_Alıntı Metin_:
----

AK Parti Sözcüsü Çelik: SDG, 10 Mart mutabakatına uyarsa tehdit olmaktan çıkar
Haber Videosunu İzle 
MKYK toplantısı sonrası açıklamalarda bulunan AK Parti Sözcüsü Ömer Çelik, SDG'ye 10 Mart mutabakatına uyması çağrısı yaptı. Çelik, "SDG Suriye'de PKK terör örgütüdür. Bir ülkede iki ordu iç savaş çıkarır. 10 Mart mutabakatına uyulması halinde SDG Türkiye için tehdit olmaktan çıkacaktır, Suriye için de." ifadelerini kullandı.
- AK Parti Sözcüsü Ömer Çelik, SDG'nin 10 Mart mutabakatına uyması halinde bu yapının Türkiye için tehdit olmaktan çıkacağını belirtti.
- Çelik, SDG'nin Suriye'de PKK terör örgütü olduğunu ve Türkiye için tehdit teşkil ettiğini ifade etti.
- Çelik, SDG konusunda bakanlar ve parti yetkilileri arasında görüş ayrılığı olmadığını ve Cumhurbaşkanının iradesinin takip edildiğini açıkladı.

----

_Alıştırma Bölümleri_:
A. Lütfen haberden "- Çelik, SDG'nin" ile başlayıp "takip edildiğini açıkladı." ifadesine kadar süren bölümü aynen kopyalayın.
B. SDG açıklamalarına dair haberi kaldığı yerden sürdürün.
Satırların bu haberle hiçbir ilgisi yoktur.

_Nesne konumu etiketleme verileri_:
----

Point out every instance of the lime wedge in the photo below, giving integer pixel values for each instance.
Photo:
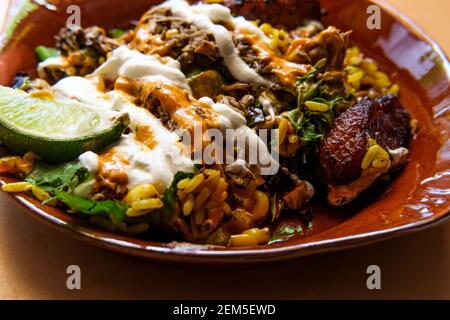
(56, 130)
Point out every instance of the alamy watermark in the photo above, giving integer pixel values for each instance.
(373, 282)
(73, 281)
(374, 20)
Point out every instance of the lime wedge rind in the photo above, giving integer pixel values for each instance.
(57, 131)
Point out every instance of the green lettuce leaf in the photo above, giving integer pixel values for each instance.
(114, 209)
(61, 176)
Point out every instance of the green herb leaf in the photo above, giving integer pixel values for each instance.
(255, 115)
(44, 53)
(114, 208)
(116, 32)
(285, 232)
(62, 176)
(170, 195)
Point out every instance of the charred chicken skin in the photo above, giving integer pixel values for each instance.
(344, 147)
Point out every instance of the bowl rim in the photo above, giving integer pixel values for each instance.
(245, 256)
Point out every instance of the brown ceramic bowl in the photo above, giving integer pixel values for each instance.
(418, 197)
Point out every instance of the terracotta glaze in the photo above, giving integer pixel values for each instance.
(418, 196)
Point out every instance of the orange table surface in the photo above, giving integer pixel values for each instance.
(34, 257)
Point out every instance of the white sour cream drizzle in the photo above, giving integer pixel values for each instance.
(157, 165)
(136, 66)
(206, 17)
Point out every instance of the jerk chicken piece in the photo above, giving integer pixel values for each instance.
(382, 121)
(277, 12)
(82, 51)
(158, 32)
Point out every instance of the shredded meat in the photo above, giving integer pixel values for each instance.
(277, 12)
(160, 33)
(77, 38)
(330, 44)
(344, 146)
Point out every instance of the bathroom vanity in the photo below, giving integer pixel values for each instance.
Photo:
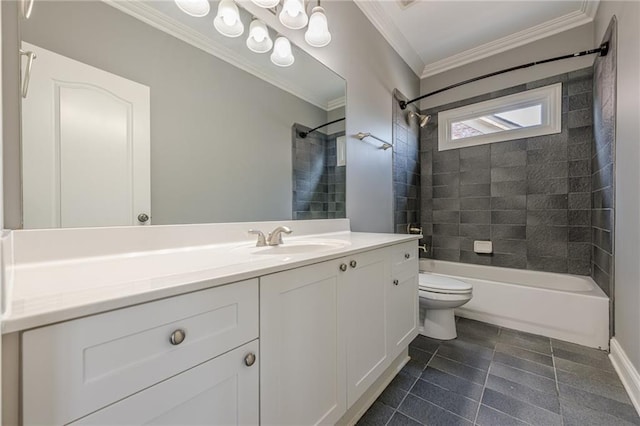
(195, 325)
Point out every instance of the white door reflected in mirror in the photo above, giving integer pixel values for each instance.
(86, 146)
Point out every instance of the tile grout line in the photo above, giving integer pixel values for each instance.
(396, 410)
(486, 379)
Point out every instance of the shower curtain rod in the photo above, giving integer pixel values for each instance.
(304, 134)
(602, 50)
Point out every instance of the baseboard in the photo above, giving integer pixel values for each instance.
(627, 372)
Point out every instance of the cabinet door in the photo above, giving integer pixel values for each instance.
(303, 374)
(365, 319)
(223, 391)
(402, 298)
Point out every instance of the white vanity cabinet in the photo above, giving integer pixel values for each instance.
(300, 346)
(366, 312)
(303, 347)
(78, 367)
(402, 323)
(223, 391)
(328, 331)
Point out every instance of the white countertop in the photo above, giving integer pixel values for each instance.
(46, 291)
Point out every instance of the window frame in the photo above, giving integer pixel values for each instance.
(550, 97)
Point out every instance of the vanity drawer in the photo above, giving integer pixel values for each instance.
(404, 259)
(74, 368)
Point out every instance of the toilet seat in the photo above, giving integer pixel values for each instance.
(443, 285)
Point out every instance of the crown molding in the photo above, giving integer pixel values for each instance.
(337, 103)
(160, 21)
(385, 26)
(583, 16)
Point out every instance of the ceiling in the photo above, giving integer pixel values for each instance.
(434, 36)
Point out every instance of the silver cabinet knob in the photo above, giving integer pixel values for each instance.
(250, 359)
(177, 337)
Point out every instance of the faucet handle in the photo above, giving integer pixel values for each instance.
(261, 239)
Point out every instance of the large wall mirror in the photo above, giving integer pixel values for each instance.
(137, 113)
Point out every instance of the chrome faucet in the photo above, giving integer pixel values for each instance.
(261, 240)
(275, 236)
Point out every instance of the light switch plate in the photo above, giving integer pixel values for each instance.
(483, 246)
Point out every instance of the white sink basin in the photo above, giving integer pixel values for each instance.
(296, 247)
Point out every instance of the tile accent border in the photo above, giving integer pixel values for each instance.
(626, 371)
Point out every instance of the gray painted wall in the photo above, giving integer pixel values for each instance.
(372, 70)
(221, 145)
(574, 40)
(627, 172)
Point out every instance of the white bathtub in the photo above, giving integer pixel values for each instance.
(566, 307)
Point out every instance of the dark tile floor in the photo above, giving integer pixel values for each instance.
(494, 376)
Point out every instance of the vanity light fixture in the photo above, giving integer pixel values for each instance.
(197, 8)
(293, 14)
(227, 20)
(282, 55)
(318, 34)
(259, 40)
(267, 4)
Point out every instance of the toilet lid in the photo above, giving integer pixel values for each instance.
(440, 284)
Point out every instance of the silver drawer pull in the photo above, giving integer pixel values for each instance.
(250, 359)
(177, 337)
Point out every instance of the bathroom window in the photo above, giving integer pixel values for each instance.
(522, 115)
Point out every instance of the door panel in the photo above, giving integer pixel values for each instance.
(85, 146)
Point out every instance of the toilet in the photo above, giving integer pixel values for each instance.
(439, 296)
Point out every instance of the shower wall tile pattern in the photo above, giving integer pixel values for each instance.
(406, 168)
(530, 197)
(602, 166)
(319, 186)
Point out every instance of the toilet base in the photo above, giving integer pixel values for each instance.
(440, 324)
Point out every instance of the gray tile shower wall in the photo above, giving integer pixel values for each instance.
(318, 184)
(406, 168)
(530, 197)
(602, 165)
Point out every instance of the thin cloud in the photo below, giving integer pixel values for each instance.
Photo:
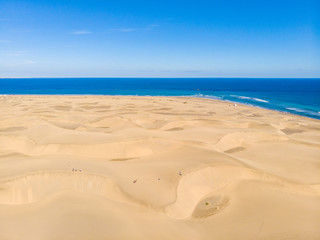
(152, 26)
(4, 41)
(81, 32)
(27, 62)
(123, 29)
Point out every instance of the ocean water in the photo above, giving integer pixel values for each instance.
(297, 96)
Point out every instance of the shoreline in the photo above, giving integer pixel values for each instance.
(164, 96)
(72, 162)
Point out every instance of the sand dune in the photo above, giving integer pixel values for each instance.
(115, 167)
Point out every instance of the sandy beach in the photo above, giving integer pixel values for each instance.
(126, 167)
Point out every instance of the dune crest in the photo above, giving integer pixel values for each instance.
(124, 167)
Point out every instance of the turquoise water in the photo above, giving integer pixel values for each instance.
(297, 96)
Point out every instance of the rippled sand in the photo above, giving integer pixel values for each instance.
(109, 167)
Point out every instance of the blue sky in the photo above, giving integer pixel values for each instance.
(118, 38)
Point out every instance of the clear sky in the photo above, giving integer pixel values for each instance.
(167, 38)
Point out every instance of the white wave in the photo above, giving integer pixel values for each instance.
(249, 98)
(260, 100)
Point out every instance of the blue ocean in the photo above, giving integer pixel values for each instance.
(296, 96)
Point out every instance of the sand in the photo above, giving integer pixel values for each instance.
(124, 167)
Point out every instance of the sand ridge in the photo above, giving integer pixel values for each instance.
(127, 167)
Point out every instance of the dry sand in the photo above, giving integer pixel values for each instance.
(109, 167)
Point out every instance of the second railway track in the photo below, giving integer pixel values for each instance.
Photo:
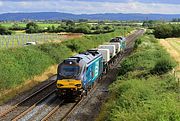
(42, 105)
(23, 105)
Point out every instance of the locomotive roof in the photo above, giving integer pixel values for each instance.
(88, 57)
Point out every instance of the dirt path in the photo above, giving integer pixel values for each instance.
(172, 46)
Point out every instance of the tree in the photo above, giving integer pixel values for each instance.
(163, 31)
(83, 28)
(5, 31)
(32, 28)
(15, 26)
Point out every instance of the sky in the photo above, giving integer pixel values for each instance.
(91, 6)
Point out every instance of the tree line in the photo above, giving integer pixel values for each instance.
(167, 30)
(67, 26)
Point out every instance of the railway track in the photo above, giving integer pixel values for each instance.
(42, 105)
(23, 105)
(113, 71)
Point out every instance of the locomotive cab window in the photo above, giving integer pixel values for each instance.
(69, 70)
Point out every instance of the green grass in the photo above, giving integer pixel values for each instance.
(18, 40)
(140, 95)
(8, 25)
(20, 64)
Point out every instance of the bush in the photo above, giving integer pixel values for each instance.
(163, 66)
(137, 95)
(4, 31)
(33, 28)
(20, 64)
(165, 31)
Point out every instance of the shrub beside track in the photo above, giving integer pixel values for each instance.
(20, 64)
(144, 91)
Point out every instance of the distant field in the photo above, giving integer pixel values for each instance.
(18, 40)
(24, 24)
(172, 45)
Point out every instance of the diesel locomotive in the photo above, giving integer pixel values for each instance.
(77, 75)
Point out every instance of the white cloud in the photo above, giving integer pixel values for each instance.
(79, 7)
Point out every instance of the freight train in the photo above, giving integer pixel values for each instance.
(77, 75)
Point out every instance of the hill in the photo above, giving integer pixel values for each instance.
(105, 16)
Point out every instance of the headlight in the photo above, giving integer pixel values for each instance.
(59, 85)
(78, 85)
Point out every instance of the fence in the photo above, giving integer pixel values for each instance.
(7, 41)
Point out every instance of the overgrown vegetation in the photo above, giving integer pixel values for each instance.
(167, 30)
(20, 64)
(4, 31)
(70, 26)
(144, 90)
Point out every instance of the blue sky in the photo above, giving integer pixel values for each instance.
(91, 6)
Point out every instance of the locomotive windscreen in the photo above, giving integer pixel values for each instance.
(69, 71)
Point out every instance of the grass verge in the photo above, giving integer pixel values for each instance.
(144, 90)
(17, 65)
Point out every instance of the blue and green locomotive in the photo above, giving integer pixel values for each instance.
(78, 74)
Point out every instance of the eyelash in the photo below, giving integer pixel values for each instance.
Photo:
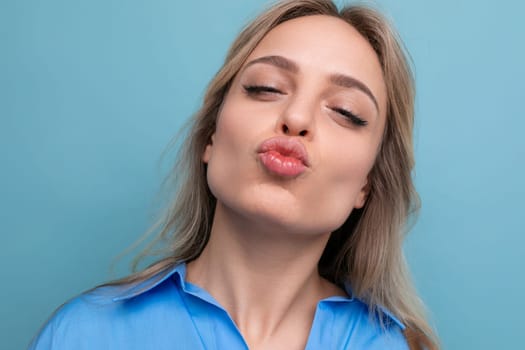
(350, 116)
(261, 89)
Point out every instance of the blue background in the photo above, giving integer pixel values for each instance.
(91, 92)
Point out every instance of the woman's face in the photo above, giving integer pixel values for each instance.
(299, 129)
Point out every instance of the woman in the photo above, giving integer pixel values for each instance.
(286, 232)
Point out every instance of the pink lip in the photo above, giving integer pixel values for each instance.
(283, 156)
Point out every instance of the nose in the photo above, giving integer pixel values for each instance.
(297, 119)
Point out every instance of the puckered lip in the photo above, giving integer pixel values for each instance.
(286, 146)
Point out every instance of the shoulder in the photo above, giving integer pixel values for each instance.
(106, 315)
(360, 327)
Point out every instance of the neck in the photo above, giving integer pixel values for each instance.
(263, 276)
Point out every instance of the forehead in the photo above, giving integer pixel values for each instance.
(325, 45)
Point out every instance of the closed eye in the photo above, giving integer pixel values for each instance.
(261, 89)
(354, 119)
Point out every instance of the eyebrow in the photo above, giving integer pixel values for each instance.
(336, 79)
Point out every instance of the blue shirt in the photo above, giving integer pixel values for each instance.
(166, 312)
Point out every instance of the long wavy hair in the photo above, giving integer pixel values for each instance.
(366, 251)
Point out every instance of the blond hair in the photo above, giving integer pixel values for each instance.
(366, 250)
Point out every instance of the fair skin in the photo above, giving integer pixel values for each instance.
(269, 229)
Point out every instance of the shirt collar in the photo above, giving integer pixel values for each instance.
(178, 272)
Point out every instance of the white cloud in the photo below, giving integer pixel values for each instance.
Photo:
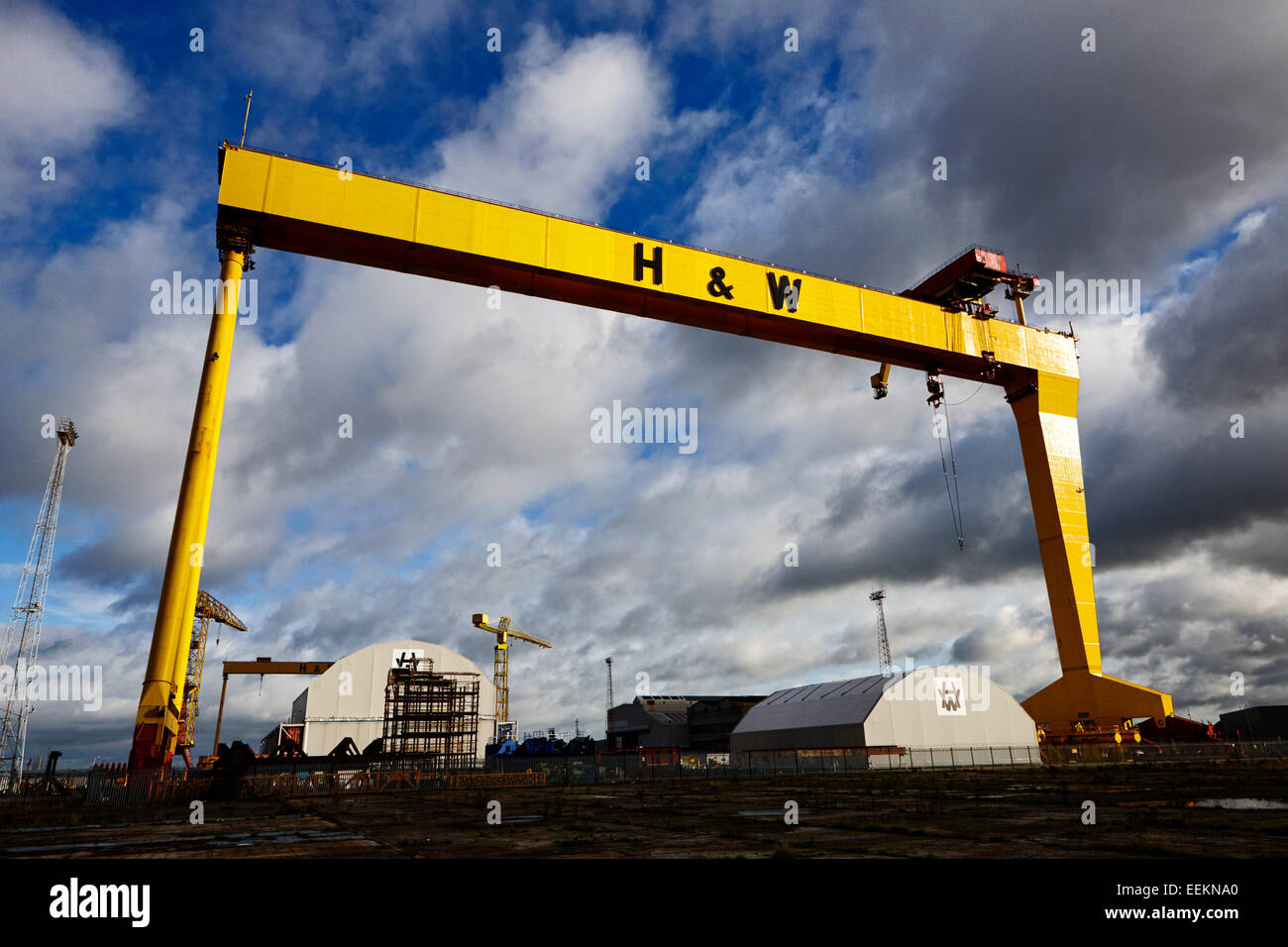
(62, 89)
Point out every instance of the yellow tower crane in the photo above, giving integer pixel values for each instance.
(940, 328)
(209, 608)
(503, 631)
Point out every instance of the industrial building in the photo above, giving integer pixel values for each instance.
(687, 723)
(1256, 723)
(888, 716)
(349, 698)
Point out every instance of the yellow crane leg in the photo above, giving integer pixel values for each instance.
(156, 724)
(1046, 415)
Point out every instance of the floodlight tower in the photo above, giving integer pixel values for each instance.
(883, 638)
(22, 633)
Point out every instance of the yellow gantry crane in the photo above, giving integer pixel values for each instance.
(207, 609)
(938, 328)
(503, 631)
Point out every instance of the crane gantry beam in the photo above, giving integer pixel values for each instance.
(297, 206)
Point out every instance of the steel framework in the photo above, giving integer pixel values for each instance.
(432, 720)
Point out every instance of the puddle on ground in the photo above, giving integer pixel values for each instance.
(232, 840)
(1240, 804)
(756, 813)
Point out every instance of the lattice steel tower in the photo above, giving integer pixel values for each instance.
(883, 638)
(608, 702)
(22, 634)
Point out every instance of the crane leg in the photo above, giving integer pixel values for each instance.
(1046, 415)
(156, 724)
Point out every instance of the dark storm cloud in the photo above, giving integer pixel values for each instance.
(1228, 342)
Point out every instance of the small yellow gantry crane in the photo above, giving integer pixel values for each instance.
(503, 631)
(209, 608)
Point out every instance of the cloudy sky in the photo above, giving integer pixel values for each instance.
(472, 424)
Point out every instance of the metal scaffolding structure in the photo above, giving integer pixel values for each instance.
(432, 720)
(22, 634)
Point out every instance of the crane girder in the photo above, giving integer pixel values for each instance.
(274, 201)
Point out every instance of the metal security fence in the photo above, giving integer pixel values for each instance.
(114, 785)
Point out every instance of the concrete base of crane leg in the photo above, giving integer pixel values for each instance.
(1081, 699)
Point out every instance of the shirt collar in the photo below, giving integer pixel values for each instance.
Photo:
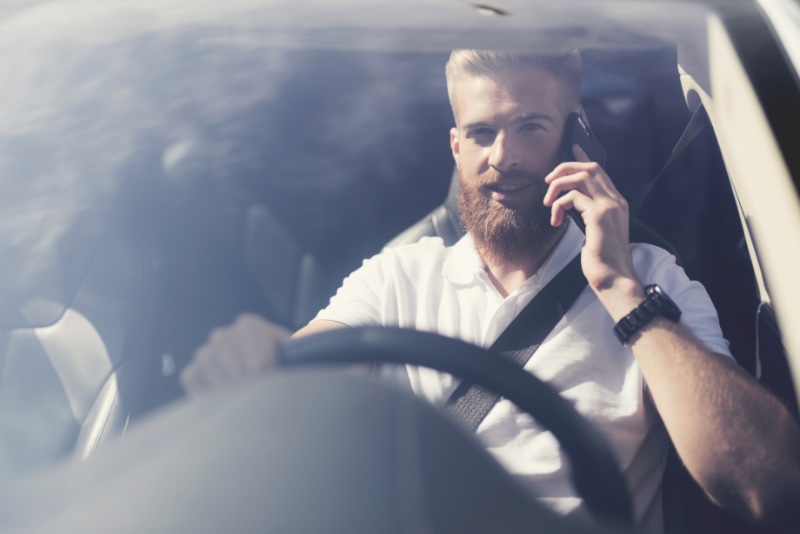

----

_Yanıt Seti_:
A.
- Çelik, SDG'nin Suriye'de PKK terör örgütü olduğunu ve Türkiye için tehdit teşkil ettiğini ifade etti.
- Çelik, SDG konusunda bakanlar ve parti yetkilileri arasında görüş ayrılığı olmadığını ve Cumhurbaşkanının iradesinin takip edildiğini açıkladı.

B.
Ak Parti Sözcüsü Ömer Çelik, partisinin Merkez Karar ve Yönetim Kurulu (MKYK) toplantısı sonrası açıklamalarda bulundu. Çelik' Suriye'deki terör örgütü SDG'ye 10 Mart mutabakatına uyulması çağrısı yaptı.
Çelik'in açıklamalarından satır başları şu şekilde:
"Şehit ve gazilerimizin eşsiz fedakârlıklarıyla terörün amacına ulaşması engelledi. Dünyanın başka yerlerinde etnik, mezhebi ya da ırk kavgaları üzerinden çeşitli çalışmalar yapılmıştır. Türkiye'de ırk, etnik, mezhebi kavga söz konusu olmamıştır. Tam tersine Türk ve Kürdün ebedi kardeşliğine terör musallat olmuştur. Her seferinde boşa çıkarılmıştır. Güvenlik güçlerimizin dirayetli duruşlarıyla terörün amacına ulaşması engellenmiş, milletimizin eşsiz basiretiyle bu meselelere yaklaşılmıştır. Terör örgütlerinin ve terörün Türkün ve Kürdün, Alevi ve Sünni'nin kardeşliğine saldırılması bu feraset tarafından engellenmiştir.
TERÖRSÜZ TÜRKİYE SÜRECİ
Ak Parti olarak komisyonumuza sunduğumuz raporda görüşlerimizi açık şekilde ifade ettik. Arkadaşlarımız bütçe konuşmalarında bunu net bir şekilde ortaya koydular. Önümüzdeki dönemde silahların bırakılması konusunda atılacak adımlar, terör örgütünün feshinin fiili olarak tespit ve teyit edilebildiği birtakım raporların, gözlemlerin ortaya çıkması bir sürü konuyu kolaylaştıracaktır.
"VATANDAŞLIK İLKELERİ ÇERÇEVESİNDE GELECEĞE YÜRÜYECEĞİZ"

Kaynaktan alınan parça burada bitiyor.